Source extract:
Content starts
By John Johnson (http://www.newser.com/story/154508/electronic-medical-records-may-be-raising-costs.html), Newser Staff

(Newser) – Electronic medical records are supposed to make things better, right? The idea is to make billing and care more efficient, which should reduce costs, too. Except, the New York Times reports (http://www.nytimes.com/2012/09/22/business/medicare-billing-rises-at-hospitals-with-electronic-records.html?_r=0) that Medicare has been shelling out substantially more money to hospitals in recent years, thanks in part to the new records. One apparent reason: It's a lot easier to cheat. Doctors can check a few extra boxes here and there, or cut and paste the same exam findings and use them for multiple patients. The latter practice even has a nickname: cloning.

“It’s like doping and bicycling,” says one doctor who led federal panels that looked into such fraud. "Everybody knows it’s going on.” The pattern seems clear: When hospitals start using the e-records, their emergency room billing magically increases. Whistleblowers have chalked it up to the aggressive "upcoding," and the federal Office of Inspector General is investigating, says the Times.

better-dead-than-fed
09-23-2012, 07:30 PM
... the same Office of Inspector General (for the federal health department) who refused to investigate evidence I sent him in 2010 that University Physicians Healthcare hospital in Tucson had billed the taxpayers $15,000 for services not really rendered.

donnay
09-23-2012, 10:46 PM
They have been padding bills for years. This is the real reason why healthcare is so costly. I know people who do not have health insurance and paid cash for the services rendered. It's amazing how little the bill is for say a broken arm or stitches when you have no health insurance and you are willing to pay cash.

DGambler
09-24-2012, 05:20 AM
Real answer to healthcare costs are the same as any other industry. Competition and get the government out of it. HSA's would have been a great first step, but they've been gutted.

Acala
09-24-2012, 09:21 AM
Real answer to healthcare costs are the same as any other industry. Competition and get the government out of it. HSA's would have been a great first step, but they've been gutted.

HSA is a terrible idea. You can't buy a house or car without a bank. You almost can't get a college degree without a bank. Framers all need banks to run their operations and the foodstamp program is administered by banks. So, housing, tranportation, food, and education are controlled by banks and you want the banks involved in health care too?

How about this: get government out of health care at every level in every way.

DGambler
09-24-2012, 07:27 PM
HSA is a terrible idea. You can't buy a house or car without a bank. You almost can't get a college degree without a bank. Framers all need banks to run their operations and the foodstamp program is administered by banks. So, housing, tranportation, food, and education are controlled by banks and you want the banks involved in health care too?
Content ends
Listed entries:
Content starts
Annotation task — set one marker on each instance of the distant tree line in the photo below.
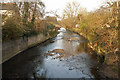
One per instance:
(26, 19)
(100, 27)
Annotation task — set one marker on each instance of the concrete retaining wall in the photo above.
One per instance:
(13, 47)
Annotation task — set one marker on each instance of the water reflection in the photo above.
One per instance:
(66, 57)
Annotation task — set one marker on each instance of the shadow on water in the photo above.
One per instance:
(65, 56)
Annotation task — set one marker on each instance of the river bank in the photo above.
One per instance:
(107, 65)
(66, 54)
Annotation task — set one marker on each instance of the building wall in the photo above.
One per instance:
(14, 47)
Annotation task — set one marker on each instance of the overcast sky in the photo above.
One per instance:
(59, 5)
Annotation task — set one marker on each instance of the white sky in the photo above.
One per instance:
(59, 5)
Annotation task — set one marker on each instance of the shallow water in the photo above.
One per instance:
(74, 62)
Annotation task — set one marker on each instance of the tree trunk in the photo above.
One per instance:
(119, 36)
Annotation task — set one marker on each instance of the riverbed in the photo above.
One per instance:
(65, 56)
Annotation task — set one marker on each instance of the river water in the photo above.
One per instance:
(65, 56)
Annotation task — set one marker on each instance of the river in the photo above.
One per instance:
(65, 56)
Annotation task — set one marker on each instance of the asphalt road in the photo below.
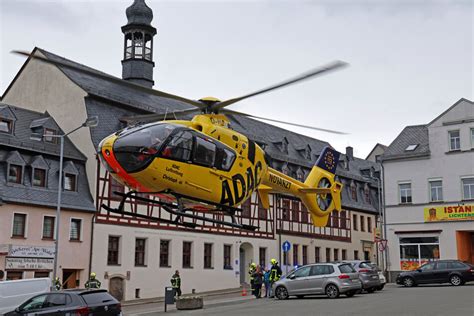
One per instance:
(393, 300)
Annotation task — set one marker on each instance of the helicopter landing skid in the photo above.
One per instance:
(176, 209)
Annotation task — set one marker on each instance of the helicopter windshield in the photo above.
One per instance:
(136, 149)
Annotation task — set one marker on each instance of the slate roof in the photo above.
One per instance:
(18, 148)
(411, 135)
(110, 101)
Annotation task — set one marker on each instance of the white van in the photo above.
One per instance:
(14, 293)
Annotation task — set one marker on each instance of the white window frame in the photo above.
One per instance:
(429, 190)
(459, 139)
(462, 188)
(400, 192)
(26, 225)
(81, 236)
(54, 228)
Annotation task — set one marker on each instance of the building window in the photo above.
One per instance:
(262, 256)
(207, 256)
(6, 126)
(49, 135)
(48, 227)
(354, 221)
(15, 174)
(113, 250)
(228, 258)
(140, 244)
(187, 252)
(436, 190)
(39, 177)
(69, 182)
(317, 254)
(454, 140)
(468, 188)
(75, 231)
(328, 254)
(305, 255)
(164, 253)
(416, 251)
(405, 192)
(19, 225)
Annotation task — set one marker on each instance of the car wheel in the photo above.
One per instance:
(408, 282)
(281, 293)
(350, 293)
(332, 291)
(455, 280)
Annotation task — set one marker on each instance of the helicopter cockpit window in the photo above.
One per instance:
(204, 152)
(179, 147)
(224, 158)
(135, 149)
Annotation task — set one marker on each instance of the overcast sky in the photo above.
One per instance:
(409, 60)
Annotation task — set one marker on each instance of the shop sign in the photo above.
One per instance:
(29, 263)
(449, 213)
(32, 251)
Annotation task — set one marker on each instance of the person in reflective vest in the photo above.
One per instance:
(176, 283)
(57, 284)
(275, 274)
(93, 283)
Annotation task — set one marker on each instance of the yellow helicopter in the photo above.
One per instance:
(203, 164)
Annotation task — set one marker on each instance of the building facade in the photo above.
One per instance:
(135, 257)
(429, 190)
(29, 164)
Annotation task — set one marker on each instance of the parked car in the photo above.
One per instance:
(331, 279)
(368, 275)
(70, 302)
(15, 292)
(442, 271)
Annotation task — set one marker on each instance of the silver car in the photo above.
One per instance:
(331, 279)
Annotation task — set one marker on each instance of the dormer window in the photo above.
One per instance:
(6, 126)
(48, 135)
(15, 174)
(69, 182)
(39, 177)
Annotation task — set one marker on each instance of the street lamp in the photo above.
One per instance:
(90, 122)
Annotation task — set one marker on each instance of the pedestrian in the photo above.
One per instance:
(275, 274)
(257, 282)
(176, 283)
(266, 281)
(92, 283)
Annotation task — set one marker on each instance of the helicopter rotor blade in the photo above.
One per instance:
(157, 116)
(305, 76)
(227, 111)
(110, 78)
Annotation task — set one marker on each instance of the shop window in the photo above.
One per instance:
(48, 227)
(416, 251)
(19, 225)
(436, 190)
(15, 174)
(140, 244)
(75, 230)
(405, 193)
(207, 256)
(113, 250)
(228, 258)
(187, 253)
(164, 253)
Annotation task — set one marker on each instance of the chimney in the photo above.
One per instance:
(350, 152)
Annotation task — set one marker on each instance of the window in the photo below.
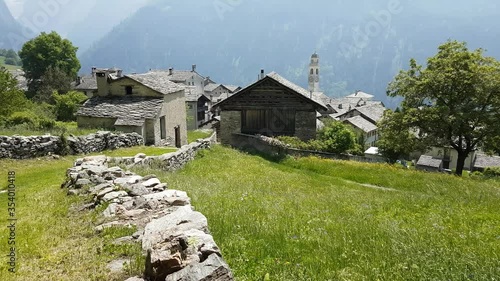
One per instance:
(128, 90)
(201, 116)
(268, 122)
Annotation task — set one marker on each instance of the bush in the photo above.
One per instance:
(493, 172)
(67, 105)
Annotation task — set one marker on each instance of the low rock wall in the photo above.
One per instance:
(20, 147)
(170, 161)
(175, 239)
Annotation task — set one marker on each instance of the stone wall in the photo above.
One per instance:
(175, 239)
(271, 146)
(20, 147)
(170, 161)
(230, 123)
(305, 125)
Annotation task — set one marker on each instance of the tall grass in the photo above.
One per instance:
(312, 219)
(60, 128)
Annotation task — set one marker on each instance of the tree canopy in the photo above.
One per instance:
(48, 51)
(11, 98)
(454, 101)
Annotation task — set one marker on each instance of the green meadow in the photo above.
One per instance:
(293, 219)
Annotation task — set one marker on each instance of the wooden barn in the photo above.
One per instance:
(272, 106)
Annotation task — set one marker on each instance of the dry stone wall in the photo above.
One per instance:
(175, 239)
(21, 147)
(170, 161)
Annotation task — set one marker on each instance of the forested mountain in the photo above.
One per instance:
(9, 29)
(362, 44)
(81, 21)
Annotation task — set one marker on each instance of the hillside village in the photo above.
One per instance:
(150, 105)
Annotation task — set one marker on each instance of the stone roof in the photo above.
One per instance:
(484, 161)
(177, 75)
(429, 161)
(372, 151)
(211, 87)
(157, 81)
(128, 109)
(232, 88)
(130, 122)
(284, 82)
(87, 82)
(315, 96)
(22, 82)
(360, 94)
(373, 112)
(361, 123)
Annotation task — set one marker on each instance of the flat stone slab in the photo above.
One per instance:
(151, 182)
(113, 195)
(212, 269)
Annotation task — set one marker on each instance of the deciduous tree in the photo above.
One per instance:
(45, 51)
(11, 98)
(453, 101)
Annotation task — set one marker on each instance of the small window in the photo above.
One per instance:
(128, 90)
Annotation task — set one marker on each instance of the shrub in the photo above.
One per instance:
(492, 172)
(67, 105)
(24, 117)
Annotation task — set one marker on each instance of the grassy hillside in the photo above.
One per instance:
(304, 219)
(313, 219)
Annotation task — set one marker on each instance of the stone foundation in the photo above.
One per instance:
(19, 147)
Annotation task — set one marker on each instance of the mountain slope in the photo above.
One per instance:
(10, 29)
(361, 46)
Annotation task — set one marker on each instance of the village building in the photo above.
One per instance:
(219, 92)
(148, 104)
(197, 106)
(272, 106)
(483, 161)
(429, 164)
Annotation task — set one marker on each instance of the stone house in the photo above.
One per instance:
(366, 129)
(87, 84)
(364, 120)
(196, 83)
(483, 161)
(148, 104)
(197, 107)
(272, 106)
(449, 156)
(429, 164)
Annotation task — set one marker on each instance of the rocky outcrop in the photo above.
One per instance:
(170, 161)
(19, 147)
(175, 239)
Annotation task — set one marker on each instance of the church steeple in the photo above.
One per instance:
(314, 73)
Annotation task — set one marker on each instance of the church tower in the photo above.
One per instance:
(314, 73)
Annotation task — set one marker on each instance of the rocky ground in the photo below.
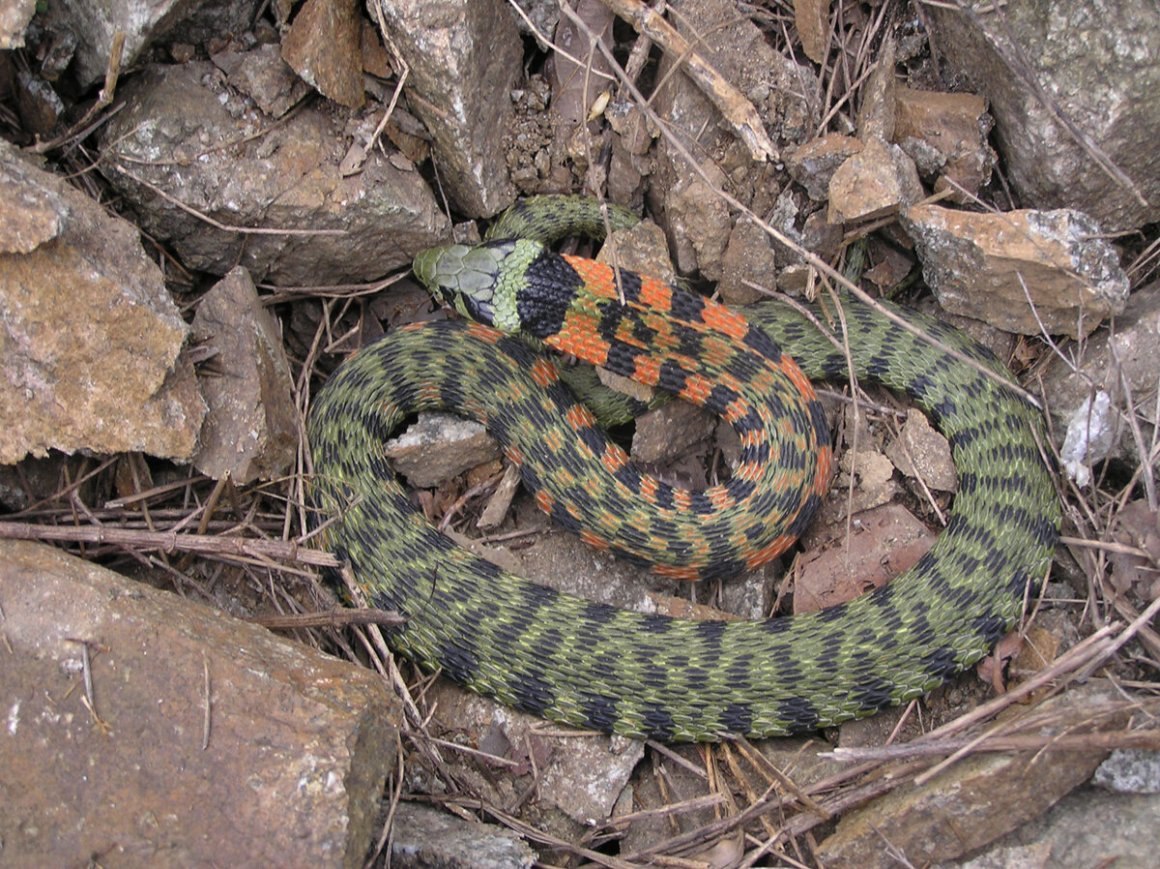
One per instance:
(208, 205)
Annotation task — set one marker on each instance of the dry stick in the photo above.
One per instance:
(1013, 55)
(171, 542)
(111, 75)
(217, 224)
(739, 111)
(1145, 739)
(809, 256)
(1094, 654)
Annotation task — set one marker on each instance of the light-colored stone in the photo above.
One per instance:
(144, 23)
(464, 58)
(287, 175)
(440, 446)
(89, 339)
(252, 427)
(877, 181)
(14, 17)
(1088, 391)
(1095, 64)
(945, 136)
(323, 46)
(813, 163)
(207, 740)
(972, 803)
(423, 837)
(978, 266)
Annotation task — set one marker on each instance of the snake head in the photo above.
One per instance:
(479, 281)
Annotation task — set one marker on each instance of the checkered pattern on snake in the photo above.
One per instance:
(592, 665)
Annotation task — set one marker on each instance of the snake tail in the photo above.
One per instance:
(589, 665)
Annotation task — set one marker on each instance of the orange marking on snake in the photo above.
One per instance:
(720, 498)
(696, 389)
(687, 574)
(655, 294)
(647, 370)
(596, 275)
(579, 417)
(614, 458)
(725, 320)
(544, 501)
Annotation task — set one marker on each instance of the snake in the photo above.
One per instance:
(594, 666)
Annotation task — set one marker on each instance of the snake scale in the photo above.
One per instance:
(595, 666)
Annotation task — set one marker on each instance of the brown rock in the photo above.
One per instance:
(883, 542)
(205, 740)
(877, 181)
(91, 338)
(920, 451)
(263, 77)
(252, 426)
(324, 48)
(979, 263)
(945, 136)
(971, 804)
(173, 136)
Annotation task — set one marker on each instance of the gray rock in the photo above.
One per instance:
(188, 150)
(1097, 64)
(89, 338)
(464, 58)
(144, 729)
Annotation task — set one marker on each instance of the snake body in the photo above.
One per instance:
(595, 666)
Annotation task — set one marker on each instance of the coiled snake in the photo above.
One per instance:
(646, 675)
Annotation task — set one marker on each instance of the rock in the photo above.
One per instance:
(89, 340)
(252, 427)
(974, 263)
(1130, 770)
(945, 135)
(440, 446)
(144, 23)
(204, 739)
(883, 542)
(1096, 65)
(172, 136)
(920, 451)
(814, 163)
(423, 837)
(748, 259)
(973, 802)
(324, 48)
(1086, 828)
(14, 17)
(783, 93)
(464, 58)
(668, 431)
(1087, 392)
(263, 77)
(877, 181)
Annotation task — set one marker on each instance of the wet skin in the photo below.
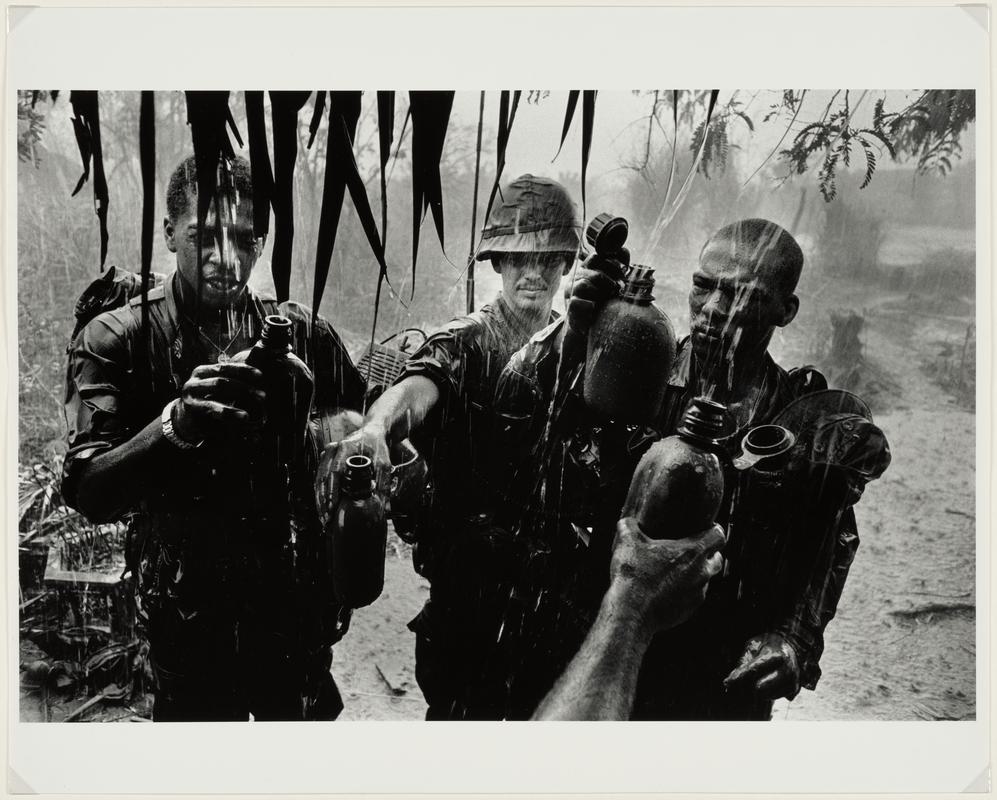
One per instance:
(228, 252)
(736, 302)
(530, 280)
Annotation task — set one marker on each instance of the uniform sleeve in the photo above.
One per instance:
(450, 358)
(98, 381)
(338, 383)
(866, 453)
(819, 603)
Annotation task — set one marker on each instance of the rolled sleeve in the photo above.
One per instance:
(97, 381)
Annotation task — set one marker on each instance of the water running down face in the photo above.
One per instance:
(741, 291)
(530, 280)
(228, 251)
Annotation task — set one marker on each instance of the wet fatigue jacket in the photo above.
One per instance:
(459, 548)
(234, 596)
(568, 505)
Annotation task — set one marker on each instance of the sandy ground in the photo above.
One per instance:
(903, 645)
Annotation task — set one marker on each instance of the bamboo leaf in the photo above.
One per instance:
(385, 135)
(147, 161)
(507, 114)
(344, 113)
(259, 162)
(588, 119)
(569, 114)
(86, 125)
(284, 108)
(316, 117)
(207, 115)
(430, 116)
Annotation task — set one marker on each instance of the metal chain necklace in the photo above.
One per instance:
(222, 352)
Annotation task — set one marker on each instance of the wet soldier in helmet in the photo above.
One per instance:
(759, 634)
(443, 402)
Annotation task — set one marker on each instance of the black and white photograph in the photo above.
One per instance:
(496, 405)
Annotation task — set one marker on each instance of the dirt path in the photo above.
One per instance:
(902, 646)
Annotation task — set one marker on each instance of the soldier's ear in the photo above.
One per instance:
(170, 235)
(791, 307)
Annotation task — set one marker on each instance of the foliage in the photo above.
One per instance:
(30, 126)
(834, 137)
(928, 129)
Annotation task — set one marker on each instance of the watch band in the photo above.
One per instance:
(170, 434)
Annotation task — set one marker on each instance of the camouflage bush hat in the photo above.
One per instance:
(531, 214)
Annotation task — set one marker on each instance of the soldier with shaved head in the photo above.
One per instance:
(759, 634)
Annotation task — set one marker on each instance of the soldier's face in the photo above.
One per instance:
(530, 280)
(228, 250)
(736, 302)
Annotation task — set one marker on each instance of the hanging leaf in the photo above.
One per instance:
(430, 116)
(208, 115)
(86, 125)
(385, 134)
(344, 113)
(259, 163)
(147, 162)
(569, 114)
(316, 117)
(469, 288)
(284, 108)
(588, 119)
(507, 114)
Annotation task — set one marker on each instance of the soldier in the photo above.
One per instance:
(234, 598)
(443, 399)
(759, 635)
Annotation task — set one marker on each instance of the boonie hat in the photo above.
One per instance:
(531, 214)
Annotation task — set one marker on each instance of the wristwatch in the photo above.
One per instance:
(170, 434)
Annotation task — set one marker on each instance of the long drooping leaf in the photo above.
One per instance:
(507, 115)
(259, 162)
(344, 112)
(385, 135)
(284, 108)
(469, 298)
(430, 116)
(316, 117)
(569, 114)
(86, 125)
(208, 115)
(588, 119)
(147, 161)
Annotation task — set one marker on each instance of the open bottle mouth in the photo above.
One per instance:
(768, 440)
(359, 462)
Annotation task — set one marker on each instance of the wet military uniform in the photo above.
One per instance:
(568, 507)
(234, 598)
(459, 547)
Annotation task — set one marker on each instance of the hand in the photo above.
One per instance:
(219, 400)
(664, 580)
(769, 666)
(592, 284)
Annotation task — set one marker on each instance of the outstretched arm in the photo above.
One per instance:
(655, 585)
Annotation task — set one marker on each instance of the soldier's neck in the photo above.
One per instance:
(213, 320)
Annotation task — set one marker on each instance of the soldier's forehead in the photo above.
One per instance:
(739, 260)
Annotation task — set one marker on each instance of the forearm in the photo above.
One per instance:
(403, 407)
(112, 480)
(601, 680)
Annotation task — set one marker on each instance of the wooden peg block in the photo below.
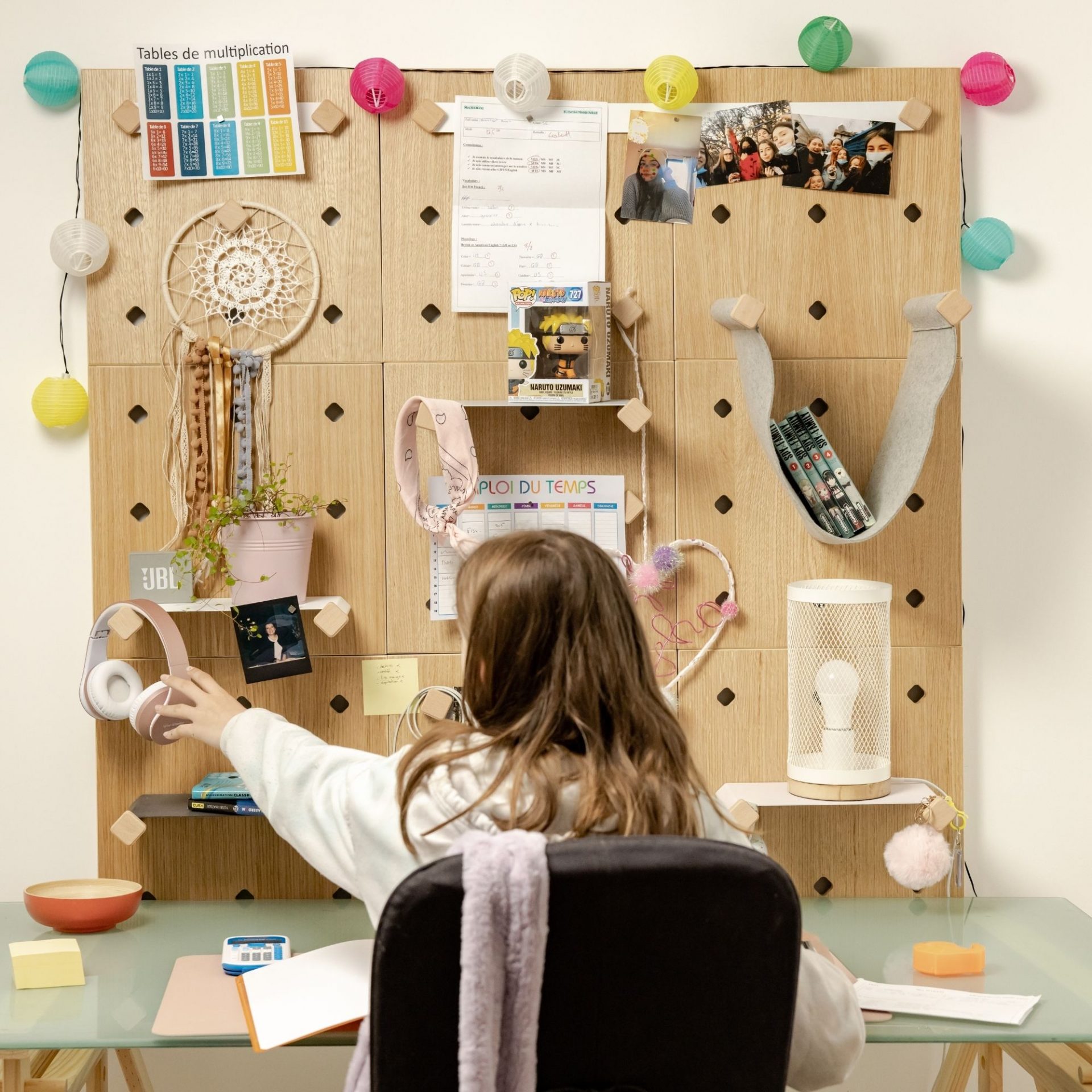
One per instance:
(626, 309)
(428, 115)
(744, 816)
(436, 705)
(747, 312)
(331, 619)
(127, 117)
(915, 114)
(231, 216)
(328, 117)
(955, 308)
(127, 828)
(635, 415)
(125, 622)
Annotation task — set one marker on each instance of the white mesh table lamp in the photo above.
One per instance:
(839, 689)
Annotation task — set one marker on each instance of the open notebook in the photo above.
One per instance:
(308, 994)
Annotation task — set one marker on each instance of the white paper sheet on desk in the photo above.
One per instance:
(950, 1004)
(529, 199)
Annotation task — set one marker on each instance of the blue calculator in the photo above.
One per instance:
(247, 954)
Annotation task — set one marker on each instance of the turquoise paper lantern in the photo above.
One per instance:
(52, 80)
(987, 244)
(825, 44)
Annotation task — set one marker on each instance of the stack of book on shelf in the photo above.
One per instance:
(818, 475)
(223, 794)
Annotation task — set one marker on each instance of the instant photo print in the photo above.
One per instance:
(271, 640)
Content ends
Task 1: Can you quote the text on electronic medical records, starting at "By John Johnson" and ending at "a nickname: cloning."?
Task 2: Does each statement agree with the text on electronic medical records? Answer yes or no for each, and quote the words that decide it. (a) Copying the same exam findings for multiple patients has been given the nickname "cloning." (b) According to the Times, the federal Office of Inspector General has declined to look into the billing. (c) Emergency room billing tends to fall once hospitals begin using e-records.
Rely only on the text on electronic medical records, not the data.

Solution 1:
By John Johnson (http://www.newser.com/story/154508/electronic-medical-records-may-be-raising-costs.html), Newser Staff

(Newser) – Electronic medical records are supposed to make things better, right? The idea is to make billing and care more efficient, which should reduce costs, too. Except, the New York Times reports (http://www.nytimes.com/2012/09/22/business/medicare-billing-rises-at-hospitals-with-electronic-records.html?_r=0) that Medicare has been shelling out substantially more money to hospitals in recent years, thanks in part to the new records. One apparent reason: It's a lot easier to cheat. Doctors can check a few extra boxes here and there, or cut and paste the same exam findings and use them for multiple patients. The latter practice even has a nickname: cloning.

Solution 2:
(a) Yes: "cut and paste the same exam findings and use them for multiple patients. The latter practice even has a nickname: cloning."
(b) No: "the federal Office of Inspector General is investigating, says the Times."
(c) No: "When hospitals start using the e-records, their emergency room billing magically increases."